··· RAW DATA

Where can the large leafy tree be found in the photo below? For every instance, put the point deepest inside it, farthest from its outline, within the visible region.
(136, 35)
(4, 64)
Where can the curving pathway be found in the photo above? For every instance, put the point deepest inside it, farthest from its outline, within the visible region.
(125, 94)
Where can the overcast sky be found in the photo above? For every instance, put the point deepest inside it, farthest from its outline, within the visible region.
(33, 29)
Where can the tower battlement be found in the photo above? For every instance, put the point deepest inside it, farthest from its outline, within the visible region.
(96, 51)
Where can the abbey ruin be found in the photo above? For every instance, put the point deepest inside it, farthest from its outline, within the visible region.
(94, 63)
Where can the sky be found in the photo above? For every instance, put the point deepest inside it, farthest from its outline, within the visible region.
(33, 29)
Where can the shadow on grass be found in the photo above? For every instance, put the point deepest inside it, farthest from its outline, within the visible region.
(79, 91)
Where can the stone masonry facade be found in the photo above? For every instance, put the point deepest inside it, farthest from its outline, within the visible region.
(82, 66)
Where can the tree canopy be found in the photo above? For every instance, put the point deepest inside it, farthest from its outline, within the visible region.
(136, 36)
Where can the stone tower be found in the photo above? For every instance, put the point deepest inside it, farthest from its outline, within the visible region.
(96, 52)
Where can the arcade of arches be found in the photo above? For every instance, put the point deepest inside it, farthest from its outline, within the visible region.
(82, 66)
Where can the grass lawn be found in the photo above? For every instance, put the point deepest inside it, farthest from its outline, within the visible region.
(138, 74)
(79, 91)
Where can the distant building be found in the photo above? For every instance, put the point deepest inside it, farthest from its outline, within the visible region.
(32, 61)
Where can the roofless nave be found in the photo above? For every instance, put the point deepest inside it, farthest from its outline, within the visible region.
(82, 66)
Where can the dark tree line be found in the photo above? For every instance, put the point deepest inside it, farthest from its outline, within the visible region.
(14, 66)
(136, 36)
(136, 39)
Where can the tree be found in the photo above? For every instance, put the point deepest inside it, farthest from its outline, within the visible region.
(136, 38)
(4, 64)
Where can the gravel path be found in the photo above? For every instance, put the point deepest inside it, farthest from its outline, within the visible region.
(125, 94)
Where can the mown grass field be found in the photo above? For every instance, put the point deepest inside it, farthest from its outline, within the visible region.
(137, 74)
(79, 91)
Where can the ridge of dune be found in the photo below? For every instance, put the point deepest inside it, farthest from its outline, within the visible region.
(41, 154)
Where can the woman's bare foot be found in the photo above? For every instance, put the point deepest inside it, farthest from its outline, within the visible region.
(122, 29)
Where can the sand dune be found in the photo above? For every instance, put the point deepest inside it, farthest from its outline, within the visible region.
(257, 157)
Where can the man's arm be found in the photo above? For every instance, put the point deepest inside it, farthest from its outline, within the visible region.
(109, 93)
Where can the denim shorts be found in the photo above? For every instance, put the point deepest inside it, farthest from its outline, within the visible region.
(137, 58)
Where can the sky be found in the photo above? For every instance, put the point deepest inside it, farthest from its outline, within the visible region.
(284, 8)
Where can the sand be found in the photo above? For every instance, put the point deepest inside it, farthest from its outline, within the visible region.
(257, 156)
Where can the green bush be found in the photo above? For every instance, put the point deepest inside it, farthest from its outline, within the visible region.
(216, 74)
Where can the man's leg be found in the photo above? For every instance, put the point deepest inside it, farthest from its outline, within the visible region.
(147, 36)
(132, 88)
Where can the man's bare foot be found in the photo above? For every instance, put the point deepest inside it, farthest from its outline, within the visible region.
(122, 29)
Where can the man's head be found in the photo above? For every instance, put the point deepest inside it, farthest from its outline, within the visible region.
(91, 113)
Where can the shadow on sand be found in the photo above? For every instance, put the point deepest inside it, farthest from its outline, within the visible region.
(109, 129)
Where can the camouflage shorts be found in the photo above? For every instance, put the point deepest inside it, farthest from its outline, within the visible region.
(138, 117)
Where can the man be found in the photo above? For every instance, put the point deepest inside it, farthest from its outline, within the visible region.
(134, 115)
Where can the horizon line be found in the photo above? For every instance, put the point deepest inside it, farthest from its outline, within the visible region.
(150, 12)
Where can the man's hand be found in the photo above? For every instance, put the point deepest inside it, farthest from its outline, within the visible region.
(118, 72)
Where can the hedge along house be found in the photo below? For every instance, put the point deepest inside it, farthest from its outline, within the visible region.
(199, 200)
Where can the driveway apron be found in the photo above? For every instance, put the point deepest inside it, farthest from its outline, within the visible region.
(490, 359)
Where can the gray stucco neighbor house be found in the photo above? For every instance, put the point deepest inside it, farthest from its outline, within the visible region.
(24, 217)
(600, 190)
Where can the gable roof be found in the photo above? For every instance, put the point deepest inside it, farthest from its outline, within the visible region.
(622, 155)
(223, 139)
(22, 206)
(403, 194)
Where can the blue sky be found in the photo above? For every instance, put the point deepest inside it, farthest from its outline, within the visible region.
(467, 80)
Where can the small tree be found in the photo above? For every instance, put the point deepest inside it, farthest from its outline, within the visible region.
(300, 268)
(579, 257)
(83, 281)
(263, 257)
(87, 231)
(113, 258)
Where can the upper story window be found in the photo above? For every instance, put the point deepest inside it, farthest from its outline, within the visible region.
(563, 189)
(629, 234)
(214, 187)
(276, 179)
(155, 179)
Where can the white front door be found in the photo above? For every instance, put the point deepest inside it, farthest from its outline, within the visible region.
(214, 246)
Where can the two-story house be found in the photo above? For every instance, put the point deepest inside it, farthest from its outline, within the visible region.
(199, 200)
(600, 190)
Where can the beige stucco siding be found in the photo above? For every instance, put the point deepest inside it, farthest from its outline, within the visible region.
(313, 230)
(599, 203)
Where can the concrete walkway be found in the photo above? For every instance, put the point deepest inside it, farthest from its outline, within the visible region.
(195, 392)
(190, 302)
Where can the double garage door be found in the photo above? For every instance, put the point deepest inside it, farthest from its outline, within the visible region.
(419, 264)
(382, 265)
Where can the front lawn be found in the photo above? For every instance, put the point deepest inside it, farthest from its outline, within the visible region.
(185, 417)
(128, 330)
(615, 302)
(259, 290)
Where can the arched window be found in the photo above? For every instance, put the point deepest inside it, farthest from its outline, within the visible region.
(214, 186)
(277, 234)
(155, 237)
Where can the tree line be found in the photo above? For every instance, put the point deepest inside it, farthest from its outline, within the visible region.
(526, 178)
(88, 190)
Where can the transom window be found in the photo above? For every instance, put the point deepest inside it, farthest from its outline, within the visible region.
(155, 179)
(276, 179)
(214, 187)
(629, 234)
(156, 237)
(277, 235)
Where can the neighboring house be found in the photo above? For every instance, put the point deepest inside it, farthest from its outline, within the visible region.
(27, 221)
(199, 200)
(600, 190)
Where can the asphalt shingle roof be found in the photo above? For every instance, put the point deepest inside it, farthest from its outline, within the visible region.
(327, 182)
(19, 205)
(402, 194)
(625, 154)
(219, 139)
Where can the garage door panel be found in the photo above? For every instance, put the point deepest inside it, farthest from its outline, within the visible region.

······

# GOAL
Show the data once more, exactly as it was written.

# TASK SOLUTION
Where can the large leafy tree be found in the photo below? For every instance, put the point deepest inside it, farthest from its outline, within the visible region.
(136, 35)
(4, 64)
Where can the curving pathway be found in the photo above? For every instance, put the point deepest inside it, farthest from its outline, within the visible region.
(125, 94)
Where can the overcast sky be found in the photo above? For every instance, put the point deepest inside it, farthest from its outline, within the visible region.
(33, 29)
Where can the tower battlement be found in the photo above? For every instance, put the point deepest inside it, farthest from its outline, within the visible region.
(96, 51)
Where can the abbey ruin be found in the photo above? For every instance, put the point deepest inside it, farthest from its outline, within the visible region.
(94, 63)
Where can the sky be found in the photo above? For every instance, put the point deepest inside it, farthest from its outline, within the visible region.
(33, 29)
Where can the shadow on grass be found in the photo above? For every instance, put the point deepest inside it, farthest from its outline, within the visible region.
(79, 91)
Where can the stone masonry facade be found in the photo above? For every instance, put the point deepest inside it, farthest from its outline, within the visible region.
(82, 66)
Where can the tree canopy be found in the photo above? For every instance, put the point deepest inside it, farthest from its outline, within the visible region.
(136, 36)
Where can the stone tower be found in the photo above? For every instance, put the point deepest inside it, farthest from its outline, within the visible region.
(96, 52)
Where can the arcade of arches be found in the photo above? For every instance, put the point deepest inside it, farthest from its outline, within the visible region.
(82, 66)
Where can the grass lawn be found in the photo above? For every instance, put the point deepest inside it, farthest from its outline, within the visible region.
(138, 74)
(79, 91)
Where can the distant building be found in the photo above? For every instance, put the point deepest inside it, farthest from its outline, within the visible region.
(32, 61)
Where can the roofless nave be found in the photo above? For every instance, put the point deepest inside it, farthest from its outline, within the visible region.
(82, 66)
Where can the dark tree line be found in the photo above? For every instance, put the point deepest inside it, farthest from its outline, within the visible region.
(14, 66)
(136, 36)
(136, 39)
Where can the tree be found in the photo above? For every instance, put the point deepest inside it, farthest from its outline, within the visible region.
(136, 38)
(4, 64)
Where can the gravel path be found in the photo above? For every instance, put the point deepest inside it, farthest from its outline, within the visible region.
(125, 94)
Where can the mown grass field be found in the photo above? For every instance, put the point deepest inside it, farthest from its outline, within the visible region.
(137, 74)
(79, 91)
Where can the ridge of dune be found in the photo below? For every instance, put the point deepest inside it, farthest from its outline, within the visible region.
(41, 154)
Where can the woman's bare foot be found in the photo above? For every instance, put the point deepest inside it, farthest from its outline, within the visible region.
(122, 29)
Where can the sand dune be found in the photo above? For every instance, put the point deepest inside it, farthest from its outline, within the visible region.
(257, 157)
Where can the man's arm be found in the photo above? For every instance, put the point deepest inside it, farthest from its outline, within the visible region.
(109, 93)
Where can the denim shorts be found in the photo above? For every instance, put the point deepest inside it, farthest from its outline, within the visible region.
(137, 58)
Where can the sky be found in the photo above? For every instance, put the point deepest inside it, farthest from its outline, within the visible region.
(284, 8)
Where can the sand be found in the photo above? For every instance, put the point deepest inside it, farthest from its outline, within the visible region.
(257, 156)
Where can the green bush be found in the photo above? For every instance, put the point deepest inside it, farthest from its outline, within the visible region.
(216, 74)
Where can the man's leg be found in the photo above? For every instance, put the point deepest inside it, farthest from its outline, within the visible region.
(147, 36)
(132, 88)
Where can the man's bare foot be found in the photo above? For every instance, put the point deepest inside it, farthest from its outline, within the visible region.
(122, 29)
Where can the man's head be found in the photo above? For every instance, put the point deepest inside it, farthest from its outline, within the visible region.
(91, 113)
Where can the shadow on sand be found in the photo above? For every instance, put the point deepest inside it, farthest from its outline, within the visible region.
(109, 129)
Where can the camouflage shorts be found in the photo above? For every instance, put the point deepest inside it, farthest from its outline, within the visible region.
(138, 117)
Where can the man be found in the photo above? For every instance, put the point deepest inside it, farthest from its outline, within the visible region.
(134, 115)
Where can the horizon line be found in the photo above? For every instance, put the point deepest inside it, farthest from its outline, within the visible region.
(150, 12)
Where can the man's hand be found in the photo above? For every instance, put the point deepest inside it, farthest from its outline, within the visible region.
(118, 72)
Where can the hedge along house be found in the photo below? For every instance, put the point deepest inside it, farthest from its outline, within the visible region.
(199, 200)
Where can the driveway apron be found in the photo above? For every instance, put the point deepest inside it, farthest from its outline, within the visible region.
(490, 359)
Where can the gray stucco neighbor house be found in the photo above? For every instance, put the point deepest inside it, farthest from its outline, within the visible region.
(24, 217)
(600, 190)
Where can the gable roof be found in the photo above? For every instance, put the point deepest inside it, farthest from its outline, within the visible region.
(622, 155)
(223, 139)
(22, 206)
(403, 194)
Where can the blue sky be found in the photo above? For every instance, put the point deepest inside it, farthest from its outline, within the visible region.
(467, 80)
Where can the small tree be found in the photo above? For every instance, put the point deepest inside it, farthest from its outline, within the visible region.
(300, 268)
(579, 257)
(83, 281)
(263, 257)
(87, 231)
(113, 258)
Where can the upper story window be found in the photo above? For every instance, put the point deepest inside it, farthest from its outline, within the visible region.
(563, 189)
(629, 234)
(214, 187)
(276, 179)
(155, 179)
Where can the white front door be found in the photo above? For every instance, put the point deepest inside it, farthest from its outline, within the visible region.
(214, 246)
Where can the two-story house be found in the photo above? For every instance, put the point deepest inside it, farthest from its outline, within the visible region.
(199, 200)
(600, 190)
Where can the beige stucco siding be found in the photo above? For every instance, put the point deepest inside it, farthest from its outline, within the visible region.
(313, 230)
(599, 203)
Where can the concrete walkway be found in the photo above? For every instance, put the point deepest inside it, farthest from its outline, within the visible region.
(195, 392)
(190, 302)
Where can the double garage door be found in the photo above? For every instance, put the point deepest inside it, farthest from its outline, within the visible region.
(419, 264)
(382, 265)
Where can the front lawn be found in the photo above? For every instance, put the point deepest inside it, farthest from its outline, within the visible region.
(185, 417)
(128, 330)
(615, 302)
(259, 290)
Where can the arched window be found in the photo above? For every instance, put the point deepest inside it, farthest from its outline, within the visible region.
(214, 186)
(277, 234)
(155, 237)
Where can the tree line be found in the photo above? For every instance, put the point deepest inside it, farthest from its outline, within the visible region.
(526, 178)
(88, 190)
Where can the transom window be found in the photo above? For every instance, put the point deepest inside it, farthest from its outline, within the visible region.
(155, 179)
(276, 179)
(214, 187)
(629, 234)
(156, 237)
(277, 235)
Where can the neighboring house be found in the photo above? For every instance, put the point deepest inside it, farthest from its outline, within the visible region.
(27, 221)
(199, 200)
(600, 190)
Where can the asphalt shingle roof be found in the photo above? For every instance, put the point deepest inside it, farthest from its outline, within the visible region.
(327, 182)
(19, 205)
(402, 194)
(625, 154)
(219, 139)
Where can the garage door panel be found in the photo above? For every instance, put the point deepest inside it, farthest from its outline, within the visible region.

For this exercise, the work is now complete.